§ TASK INPUTS

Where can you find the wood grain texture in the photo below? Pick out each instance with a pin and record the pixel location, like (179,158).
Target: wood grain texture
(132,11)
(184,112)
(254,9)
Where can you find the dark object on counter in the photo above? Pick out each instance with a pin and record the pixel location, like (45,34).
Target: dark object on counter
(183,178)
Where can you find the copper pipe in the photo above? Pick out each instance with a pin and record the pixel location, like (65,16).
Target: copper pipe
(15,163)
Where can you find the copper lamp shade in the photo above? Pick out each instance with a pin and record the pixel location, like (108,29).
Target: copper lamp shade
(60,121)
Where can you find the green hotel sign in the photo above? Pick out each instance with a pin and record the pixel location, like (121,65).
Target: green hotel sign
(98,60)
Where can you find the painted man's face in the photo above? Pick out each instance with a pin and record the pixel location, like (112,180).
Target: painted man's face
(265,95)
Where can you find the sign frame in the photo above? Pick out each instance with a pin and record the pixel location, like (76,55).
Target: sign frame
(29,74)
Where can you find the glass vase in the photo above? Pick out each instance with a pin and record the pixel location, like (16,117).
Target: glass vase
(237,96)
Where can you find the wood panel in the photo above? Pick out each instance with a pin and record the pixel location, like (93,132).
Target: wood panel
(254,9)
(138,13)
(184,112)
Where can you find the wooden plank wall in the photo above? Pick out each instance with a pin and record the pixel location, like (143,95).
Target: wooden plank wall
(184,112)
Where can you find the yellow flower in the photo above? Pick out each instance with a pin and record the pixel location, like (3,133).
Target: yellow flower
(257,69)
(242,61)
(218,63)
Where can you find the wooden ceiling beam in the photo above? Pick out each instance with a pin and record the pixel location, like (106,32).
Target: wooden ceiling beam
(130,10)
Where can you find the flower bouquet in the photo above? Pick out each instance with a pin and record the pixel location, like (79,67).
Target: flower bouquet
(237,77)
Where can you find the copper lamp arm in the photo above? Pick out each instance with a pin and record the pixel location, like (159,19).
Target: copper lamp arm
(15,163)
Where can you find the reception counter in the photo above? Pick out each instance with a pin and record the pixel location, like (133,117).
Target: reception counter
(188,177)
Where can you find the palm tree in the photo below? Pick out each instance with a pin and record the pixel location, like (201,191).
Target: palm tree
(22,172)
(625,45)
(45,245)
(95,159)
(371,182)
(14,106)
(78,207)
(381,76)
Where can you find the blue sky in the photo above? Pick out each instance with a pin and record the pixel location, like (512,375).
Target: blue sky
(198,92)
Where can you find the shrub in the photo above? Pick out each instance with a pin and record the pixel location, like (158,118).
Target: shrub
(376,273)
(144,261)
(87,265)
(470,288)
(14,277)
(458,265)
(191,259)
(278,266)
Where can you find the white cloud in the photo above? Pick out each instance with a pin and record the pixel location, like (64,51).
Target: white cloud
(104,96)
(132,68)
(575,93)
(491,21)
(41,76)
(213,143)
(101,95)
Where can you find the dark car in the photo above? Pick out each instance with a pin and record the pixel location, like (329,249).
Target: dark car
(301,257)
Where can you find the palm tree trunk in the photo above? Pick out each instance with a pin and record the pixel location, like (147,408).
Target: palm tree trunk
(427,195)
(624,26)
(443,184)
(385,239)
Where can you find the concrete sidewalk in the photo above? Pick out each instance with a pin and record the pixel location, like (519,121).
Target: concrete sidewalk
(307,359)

§ STATED EXERCISE
Can you write out the whole listing above again, every line in its original order and wording?

§ WRITTEN SOLUTION
Where can you find the wood grain texture in the photo below? Pick out each instance with a pin and record the pixel location, like (179,158).
Target: wood grain texture
(132,11)
(184,112)
(254,9)
Where can you find the dark object on counter in the photo above? Pick out each instance with a pin and record the pixel location, like (45,34).
Target: dark object on counter
(183,178)
Where can you find the copper pipe in the photo above? Pick out each instance with a pin and record the pixel location, like (65,16).
Target: copper pipe
(15,163)
Where can you find the copper lamp shade in the photo above? Pick out each instance with a pin and record the pixel location, like (108,29).
Target: copper lamp shade
(60,121)
Where can you find the green hotel sign in the photo above? Pick out each instance with a pin and record the pixel location, like (121,65).
Target: green hotel sign
(98,60)
Where can you find the painted man's face in the photo above? Pick out each instance with a pin and record the pixel location, like (112,180).
Target: painted man's face
(265,95)
Where can you find the sign frame in the photo above? Pick out each instance with a pin and record the pixel location, like (76,55).
Target: sign frame
(29,74)
Where can you find the glass vase in the photo above? Pick out each instance with a pin and record the pixel location, like (16,117).
Target: glass vase
(237,96)
Where can you find the wood panel in the photo above? Pick out each instance with a pin and record the pixel location, like (93,132).
Target: wood panel
(254,9)
(138,13)
(184,112)
Where can you find the wooden plank wall in the photo above? Pick out each instance with a pin and record the pixel location, like (143,95).
Target: wooden plank wall
(184,112)
Where can you find the yellow flower in the photo above? Pick out each instance with a pin and record the pixel location, like (3,133).
Target: yellow flower
(257,69)
(242,61)
(218,63)
Where can you find the wooden ceiling beam in the photo above? Pick out each instance with a pin and record the pixel location, like (106,32).
Target: wooden ceiling beam
(130,10)
Where can you find the flower bouquet in the photo above? Pick out each instance with a pin and record the pixel location, like (79,67).
Target: flower bouquet
(237,77)
Where can you find the copper lamp arm in the photo above? Pick out each instance with a pin and record the pixel location, like (159,19).
Target: copper lamp arm
(15,163)
Where can you find the reception counter in the photo above? Pick out each instance with a pin and record the pixel location, like (133,117).
Target: reception counter
(188,177)
Where can you find the palm tree in the photo below? Pick out each instance with a pin and record the pixel location, like (201,191).
Target: palm tree
(22,172)
(625,45)
(45,245)
(95,159)
(371,182)
(14,106)
(78,207)
(381,76)
Where can you find the blue sky in the photo above? Pick out each instance with a pin and record the pixel location, like (512,375).
Target: blue sky
(198,92)
Where can you find the shrub in the photo above? Pick out each instance with a pin and record the pixel location, like (158,118).
Target: shrub
(376,273)
(144,261)
(87,265)
(470,288)
(14,277)
(458,265)
(191,259)
(278,266)
Where can you find the white cloud in the photo above? Pick out each instance with a pin and record the pixel location, like (64,51).
Target: white cloud
(104,96)
(132,68)
(575,93)
(491,21)
(41,76)
(213,143)
(101,95)
Where can you find the dark car in the photo above? Pick out each instance with a pin and record the pixel location, like (329,249).
Target: dark car
(301,257)
Where can you find the palm tree trunk in the photo above? Pick out each instance with a pin and record the pixel location, like (147,408).
Target: palm tree trunk
(427,195)
(624,26)
(443,184)
(385,239)
Where can you find the concrete sidewalk in the photo above? Pick out each instance with a pin and record the pixel location, like (519,121).
Target: concrete sidewalk
(307,359)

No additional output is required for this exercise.